--- Start Data ---

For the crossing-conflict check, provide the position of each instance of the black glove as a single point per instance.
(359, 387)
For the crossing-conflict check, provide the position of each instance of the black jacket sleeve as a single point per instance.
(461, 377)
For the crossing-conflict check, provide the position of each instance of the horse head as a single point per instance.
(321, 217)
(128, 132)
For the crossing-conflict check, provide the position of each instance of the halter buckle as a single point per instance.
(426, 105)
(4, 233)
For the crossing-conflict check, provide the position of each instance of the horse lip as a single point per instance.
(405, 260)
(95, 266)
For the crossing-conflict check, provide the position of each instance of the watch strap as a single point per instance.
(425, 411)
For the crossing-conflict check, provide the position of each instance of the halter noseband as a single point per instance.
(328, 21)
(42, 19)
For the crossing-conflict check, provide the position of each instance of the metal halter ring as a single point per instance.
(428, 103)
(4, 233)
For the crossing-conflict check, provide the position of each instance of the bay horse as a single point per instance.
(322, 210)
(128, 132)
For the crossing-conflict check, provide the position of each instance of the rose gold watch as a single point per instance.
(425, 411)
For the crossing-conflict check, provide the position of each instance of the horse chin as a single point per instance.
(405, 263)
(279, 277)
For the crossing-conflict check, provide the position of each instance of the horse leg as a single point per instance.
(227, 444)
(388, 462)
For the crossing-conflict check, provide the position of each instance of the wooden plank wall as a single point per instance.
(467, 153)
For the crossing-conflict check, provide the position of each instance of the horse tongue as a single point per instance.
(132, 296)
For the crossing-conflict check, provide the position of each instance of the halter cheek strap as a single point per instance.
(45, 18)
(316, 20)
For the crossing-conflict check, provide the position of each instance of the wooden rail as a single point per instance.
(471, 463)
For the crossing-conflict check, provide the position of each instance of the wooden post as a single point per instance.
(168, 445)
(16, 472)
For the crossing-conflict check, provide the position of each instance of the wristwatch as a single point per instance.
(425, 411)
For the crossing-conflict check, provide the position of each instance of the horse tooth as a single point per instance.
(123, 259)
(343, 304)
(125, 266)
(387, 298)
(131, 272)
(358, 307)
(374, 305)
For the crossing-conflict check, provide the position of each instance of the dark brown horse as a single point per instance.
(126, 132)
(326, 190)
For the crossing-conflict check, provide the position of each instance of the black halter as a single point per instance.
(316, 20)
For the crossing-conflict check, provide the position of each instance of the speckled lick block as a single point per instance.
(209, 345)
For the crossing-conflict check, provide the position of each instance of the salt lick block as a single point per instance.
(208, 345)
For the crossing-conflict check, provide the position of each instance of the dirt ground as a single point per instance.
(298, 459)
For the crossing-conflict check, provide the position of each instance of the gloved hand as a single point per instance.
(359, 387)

--- End Data ---

Edit the entries above by replacing "crossing-conflict check" with "overlap review" wherever it occurs, leaving every other word unchanged.

**Complete output:**
For the overlap review, provide the position of each instance of the black glove as a single point per instance.
(359, 387)
For the overlap review, provide the position of each instance of the black jacket sleeve as a single point per instance.
(461, 377)
For the overlap review, provide the position of each instance of the horse head as a single point per instance.
(321, 217)
(128, 132)
For the overlap review, provide the position of each instance of the halter buckle as a single point per instance.
(426, 105)
(4, 233)
For the overlap review, provide the position of each instance of the horse lip as a single point per instance.
(405, 260)
(95, 266)
For the overlap review, provide the position of each instance of the watch strap as a single point per instance.
(425, 411)
For the overlap review, provide the position of each instance of the halter noseband as a single point per instance.
(328, 21)
(42, 19)
For the overlap review, provide the position of each instance of the metal halter ring as a single point per instance.
(428, 103)
(4, 233)
For the overlap review, provide the position of each instance of the bay horse as a single point per instance.
(322, 210)
(128, 132)
For the overlap review, provide the position of each instance of the rose gold watch as a single point per instance.
(425, 411)
For the overlap review, provide the position of each instance of the horse chin as a single point per instance.
(405, 263)
(279, 277)
For the overlap review, provide the position of each instance of the horse leg as a single point per instance.
(227, 444)
(388, 462)
For the overlap review, provide the position of each instance of the wooden plank wall as a single point per instance.
(467, 153)
For the overlap review, provide the position of each instance of the horse tongue as a single point per instance.
(132, 296)
For the overlap review, provide the position of each instance of the halter cheek strap as a single point per instance.
(45, 18)
(316, 20)
For the overlap review, provide the position of each instance of the wooden rail as a single point per instance.
(471, 463)
For the overlap review, provide the position of each instance of the wooden post as a single point per instance.
(168, 445)
(16, 472)
For the overlap review, provide the position of each instance of the wristwatch as a single point per instance.
(425, 411)
For the overlap review, provide the position of each instance of the horse tooth as a single point per instance.
(123, 259)
(343, 304)
(125, 266)
(387, 298)
(131, 272)
(358, 307)
(374, 305)
For the overlap review, provide the position of each instance of the dark brown horse as a single point per instance.
(126, 132)
(326, 190)
For the overlap review, provide the position of each instance of the black halter as a single point per instance.
(316, 20)
For the overlap review, provide the position of each instance of the speckled lick block as a single point per instance.
(209, 345)
For the overlap review, provide the position of each instance of the salt lick block as a single point per instance.
(208, 345)
For the overlap review, provide the position of each instance of the dirt ground as a single point per instance.
(298, 459)
For the overlap review, provide the position of each instance of the gloved hand as a single point per instance.
(359, 387)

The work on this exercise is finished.